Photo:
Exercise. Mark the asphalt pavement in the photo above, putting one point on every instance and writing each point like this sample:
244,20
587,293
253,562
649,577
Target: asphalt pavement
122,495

━━━━━━

Requirement
Make an exact copy of every line in the data.

Answer section
Photo:
Exercise. Mark the asphalt pavement in the photo above, putting one point on every instance and writing each point like this sample:
244,20
587,293
253,562
649,577
Target: asphalt pavement
122,495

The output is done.